**Set problem**
Reproduce every entry below word for word, leaving out the pictures.

**Records for the exercise**
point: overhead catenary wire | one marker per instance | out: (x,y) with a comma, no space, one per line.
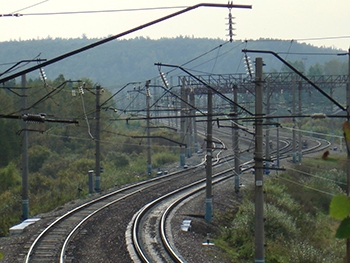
(81,12)
(306,186)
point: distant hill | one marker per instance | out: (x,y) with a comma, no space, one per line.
(121,61)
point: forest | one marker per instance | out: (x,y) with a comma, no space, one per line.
(61,154)
(126,60)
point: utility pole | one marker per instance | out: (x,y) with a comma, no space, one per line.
(236,143)
(259,177)
(25,171)
(267,136)
(183,122)
(97,141)
(194,126)
(193,129)
(209,168)
(149,157)
(348,157)
(293,131)
(300,147)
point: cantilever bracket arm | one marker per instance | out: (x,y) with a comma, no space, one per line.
(299,73)
(108,39)
(207,85)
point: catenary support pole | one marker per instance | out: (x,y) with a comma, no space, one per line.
(183,122)
(294,158)
(209,168)
(236,143)
(25,181)
(300,141)
(348,157)
(149,156)
(97,141)
(259,195)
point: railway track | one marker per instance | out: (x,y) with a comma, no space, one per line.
(62,239)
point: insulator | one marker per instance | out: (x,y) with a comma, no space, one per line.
(230,27)
(162,75)
(38,118)
(81,90)
(43,75)
(248,66)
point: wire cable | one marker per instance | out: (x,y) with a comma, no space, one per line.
(306,186)
(16,14)
(316,176)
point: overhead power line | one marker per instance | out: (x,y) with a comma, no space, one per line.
(16,14)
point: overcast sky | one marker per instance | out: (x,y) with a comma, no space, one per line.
(318,22)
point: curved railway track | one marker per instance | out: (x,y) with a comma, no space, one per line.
(60,240)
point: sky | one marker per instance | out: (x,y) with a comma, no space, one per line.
(320,23)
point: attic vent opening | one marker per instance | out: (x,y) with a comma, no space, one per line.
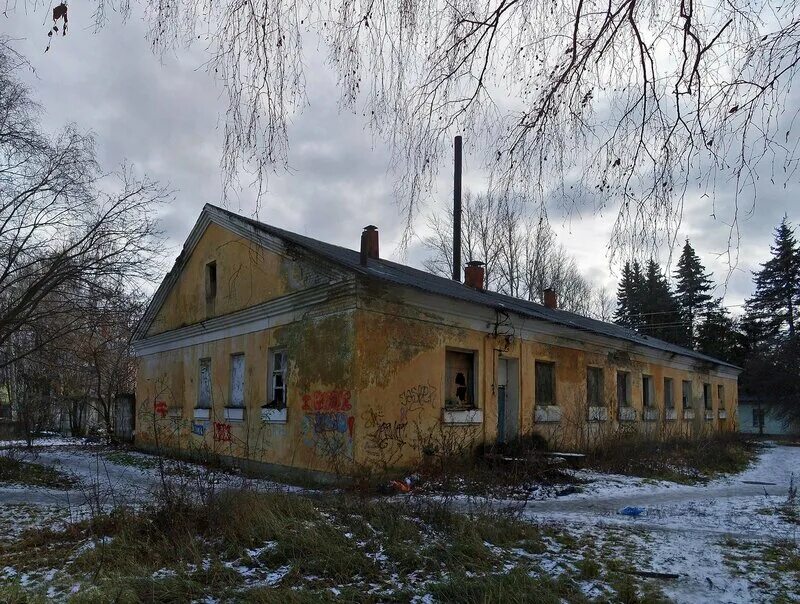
(211,281)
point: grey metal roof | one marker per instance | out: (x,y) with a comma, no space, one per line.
(407,276)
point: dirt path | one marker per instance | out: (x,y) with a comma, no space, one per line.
(688,530)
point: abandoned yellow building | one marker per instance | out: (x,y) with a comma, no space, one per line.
(274,348)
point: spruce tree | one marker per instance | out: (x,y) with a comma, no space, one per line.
(693,290)
(630,295)
(719,336)
(661,317)
(774,305)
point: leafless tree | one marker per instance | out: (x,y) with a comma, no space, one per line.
(521,253)
(623,105)
(70,235)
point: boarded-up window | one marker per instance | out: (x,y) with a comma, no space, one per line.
(545,383)
(278,365)
(686,394)
(594,386)
(623,388)
(211,281)
(237,380)
(669,394)
(648,391)
(204,385)
(460,379)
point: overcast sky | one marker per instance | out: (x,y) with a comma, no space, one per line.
(163,116)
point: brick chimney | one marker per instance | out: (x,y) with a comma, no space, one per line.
(550,298)
(474,275)
(369,244)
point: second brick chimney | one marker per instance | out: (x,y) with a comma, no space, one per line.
(550,298)
(474,275)
(369,244)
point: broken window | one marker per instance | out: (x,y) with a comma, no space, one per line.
(545,384)
(460,379)
(624,388)
(669,394)
(204,385)
(237,380)
(278,366)
(707,396)
(686,395)
(648,392)
(594,386)
(211,281)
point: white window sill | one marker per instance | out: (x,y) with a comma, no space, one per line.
(462,417)
(202,413)
(547,414)
(650,414)
(233,414)
(273,416)
(598,414)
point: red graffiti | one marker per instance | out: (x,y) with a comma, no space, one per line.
(161,408)
(332,400)
(222,432)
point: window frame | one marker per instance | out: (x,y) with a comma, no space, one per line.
(471,385)
(211,280)
(628,388)
(271,375)
(234,357)
(554,397)
(708,401)
(600,386)
(200,403)
(669,402)
(648,391)
(687,401)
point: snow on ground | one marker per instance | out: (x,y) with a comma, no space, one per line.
(693,531)
(687,529)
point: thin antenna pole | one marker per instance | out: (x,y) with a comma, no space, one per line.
(457,210)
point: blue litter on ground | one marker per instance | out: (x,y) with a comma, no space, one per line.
(631,511)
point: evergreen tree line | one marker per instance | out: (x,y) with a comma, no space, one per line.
(764,340)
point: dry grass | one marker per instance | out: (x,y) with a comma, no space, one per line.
(677,458)
(327,548)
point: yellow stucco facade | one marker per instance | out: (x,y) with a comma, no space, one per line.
(366,380)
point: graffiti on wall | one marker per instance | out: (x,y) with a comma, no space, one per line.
(386,438)
(160,408)
(415,399)
(327,425)
(222,432)
(328,401)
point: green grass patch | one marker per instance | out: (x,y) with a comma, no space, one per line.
(15,471)
(140,461)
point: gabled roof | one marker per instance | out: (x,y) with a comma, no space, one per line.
(399,274)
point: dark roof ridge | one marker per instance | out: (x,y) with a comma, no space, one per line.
(404,275)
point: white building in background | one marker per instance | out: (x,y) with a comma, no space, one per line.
(758,417)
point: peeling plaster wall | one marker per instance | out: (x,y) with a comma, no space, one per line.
(317,432)
(247,274)
(401,348)
(366,378)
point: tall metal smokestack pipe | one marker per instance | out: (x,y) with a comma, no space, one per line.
(457,211)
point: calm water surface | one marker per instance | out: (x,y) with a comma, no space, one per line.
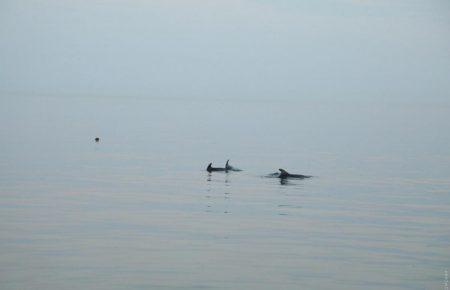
(138,211)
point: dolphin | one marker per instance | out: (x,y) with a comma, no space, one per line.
(228,167)
(211,169)
(284,174)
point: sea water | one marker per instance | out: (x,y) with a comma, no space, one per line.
(137,210)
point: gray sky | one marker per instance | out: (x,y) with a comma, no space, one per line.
(327,49)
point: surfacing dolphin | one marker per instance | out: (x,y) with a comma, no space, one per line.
(284,175)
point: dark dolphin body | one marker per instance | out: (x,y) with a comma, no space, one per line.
(284,174)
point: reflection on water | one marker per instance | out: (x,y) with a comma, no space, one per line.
(135,212)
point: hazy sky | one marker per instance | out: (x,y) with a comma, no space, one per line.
(360,49)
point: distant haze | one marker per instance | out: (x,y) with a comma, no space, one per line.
(329,49)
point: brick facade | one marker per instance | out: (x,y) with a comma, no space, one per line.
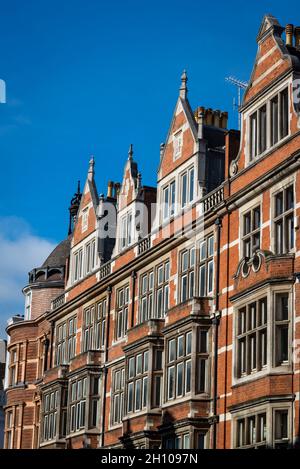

**Output below**
point: overhead catenary wire | one marker per instance | out: (x,y) with a comma, no space, one per line.
(81,12)
(306,186)
point: distant hill | one marker per instance | out: (x,y) with a comma, no space, one per line.
(121,61)
point: forest | one marker per instance | out: (x,y) with a comma, no space, one per line.
(61,154)
(126,60)
point: utility pole | one marker per instance | out: (x,y) with a comma, no space, one per line.
(236,143)
(259,177)
(25,171)
(267,136)
(183,122)
(97,141)
(194,126)
(193,129)
(209,168)
(149,157)
(348,157)
(293,131)
(300,147)
point: cantilever bracket arm | one marker per instance | out: (x,y) with a comma, no space, one per line.
(299,73)
(108,39)
(207,85)
point: catenary support pole | one marker per instance | out: (x,y) with a comma, no space, one per line.
(183,122)
(294,158)
(209,168)
(236,143)
(25,181)
(300,141)
(348,157)
(149,156)
(97,141)
(259,195)
point: railway track | one marker per instance | out: (x,y) with a comma, no space, one per line.
(62,239)
point: insulator | one marker per instance | out: (x,y) with a comma, no space, one per line.
(230,27)
(162,75)
(38,118)
(81,90)
(43,75)
(248,66)
point: wire cable | one marker per instance | out: (x,y) with a comma, no space, one per line.
(306,186)
(16,14)
(316,176)
point: overhead power line | one marker per instance | out: (x,y) with a comma, no space, one per line.
(16,14)
point: overcast sky | one marker per instance | out: (x,y) with a comma, no space, one per line.
(318,22)
point: curved railway track | one marker per instance | out: (x,y) with a comma, no space, one per line.
(60,240)
point: sky | one marker per instance | out: (x,y) with a comma, no space, one per line.
(320,23)
point: attic vent opening | one marker per instance | out: (x,y) with a comma, no space, one per line.
(211,281)
point: grey metal roof | one marker per instance | out: (x,y) with a comma, no space, one per line.
(407,276)
point: dirt path | one marker per instance | out: (x,y) with a comma, no space, one per line.
(688,530)
point: abandoned yellow building | one marker per instance | out: (x,y) with a comma, no space, one per line.
(274,348)
point: spruce tree | one marker per instance | out: (x,y) with a comma, no space, one per line.
(693,290)
(630,295)
(719,336)
(661,317)
(774,305)
point: leafless tree | one marker per instance | out: (x,y) with a comma, no space, one per line.
(521,253)
(623,105)
(70,235)
point: boarded-up window | one marker per instance | out: (x,y) with a comma, no space, one per line.
(545,383)
(278,365)
(686,394)
(594,386)
(623,388)
(211,281)
(237,380)
(669,394)
(648,391)
(204,385)
(460,379)
point: overcast sky | one marker per instance | out: (x,y) with a comma, no space, one per line.
(163,116)
point: brick chimney | one marker per instance | out: (x,y) with a comma, no space, one per line.
(550,298)
(474,275)
(369,244)
point: second brick chimney | one marker per instance | out: (x,y) with a comma, no space, one per line.
(550,298)
(474,275)
(369,244)
point: broken window | one marker per instance | out: (x,y) with a comma, no space, one per line.
(545,384)
(460,379)
(624,388)
(669,394)
(204,385)
(237,380)
(278,366)
(707,396)
(686,395)
(648,392)
(594,386)
(211,281)
point: white window sill | one marker per instance | out: (x,y) with a comma, no space, one per line.
(462,417)
(202,413)
(547,414)
(650,414)
(233,414)
(273,416)
(598,414)
point: red graffiti | one marker per instance | out: (x,y) with a comma, no space, one per line.
(161,408)
(332,400)
(222,432)
point: window frame | one marker per instance | out: (x,y) with a comma, no space, one per line.
(471,385)
(211,280)
(628,388)
(271,375)
(234,357)
(554,397)
(708,401)
(600,386)
(200,403)
(669,402)
(648,391)
(687,401)
point: snow on ground | one marker per instance | out: (x,y) with a comma, no space, one per line.
(693,531)
(687,529)
point: thin antenna pole | one marker per instance | out: (x,y) with a comma, no space, one per line.
(457,210)
point: blue litter on ground | one marker per instance | out: (x,y) with a comma, no space, one per line.
(631,511)
point: evergreen tree line | one marker per instance | out: (x,y) with a comma, no space, one per line.
(764,340)
point: dry grass | one marker per instance | out: (x,y) with a comma, no space, one per line.
(677,458)
(327,548)
point: yellow stucco facade | one marker per instance | out: (x,y) with a comma, no space, one per line.
(366,380)
point: graffiti on wall | one marker per instance | out: (x,y) with a comma, no space, one per line.
(386,438)
(160,408)
(415,399)
(327,425)
(222,432)
(328,401)
point: green grass patch | one marker per instance | out: (x,y) with a comma, no space, one per line.
(15,471)
(140,461)
point: gabled roof | one marker per instance | out: (x,y) with a comma, no space, one per line.
(399,274)
point: dark roof ridge | one marker per instance | out: (x,y) with a comma, no space, one per line.
(404,275)
point: white building in background | one marker per instance | out: (x,y) with a comma, no space, one per line.
(758,417)
point: peeling plaster wall | one marker per instance | out: (x,y) with a comma, no space, one per line.
(317,432)
(247,274)
(401,348)
(366,378)
point: tall metal smokestack pipe | one marker per instance | out: (x,y) with a comma, no space, one per line.
(457,211)
point: calm water surface | one marker per instance | out: (x,y) with a comma, no space, one per line.
(138,211)
point: dolphin | one marker per instance | out: (x,y) with a comma, no space, one per line.
(228,167)
(211,169)
(284,174)
point: sea water | one marker per instance | out: (x,y) with a comma, no space, one per line.
(137,210)
point: gray sky | one marker per instance | out: (x,y) with a comma, no space, one per line.
(327,49)
point: surfacing dolphin | one marker per instance | out: (x,y) with a comma, no space, one per line.
(284,175)
point: dark dolphin body | one marker per instance | out: (x,y) with a comma, no space, one per line.
(284,174)
point: reflection on water | one marker per instance | out: (x,y) with a comma, no space, one per line.
(135,212)
point: hazy sky | one marker per instance | out: (x,y) with a comma, no space, one per line.
(360,49)
point: distant haze | one marker per instance | out: (x,y) with a comma, no space, one per line.
(329,49)
point: brick facade | one marker per instance | out: (x,y) with a comma, no space, one per line.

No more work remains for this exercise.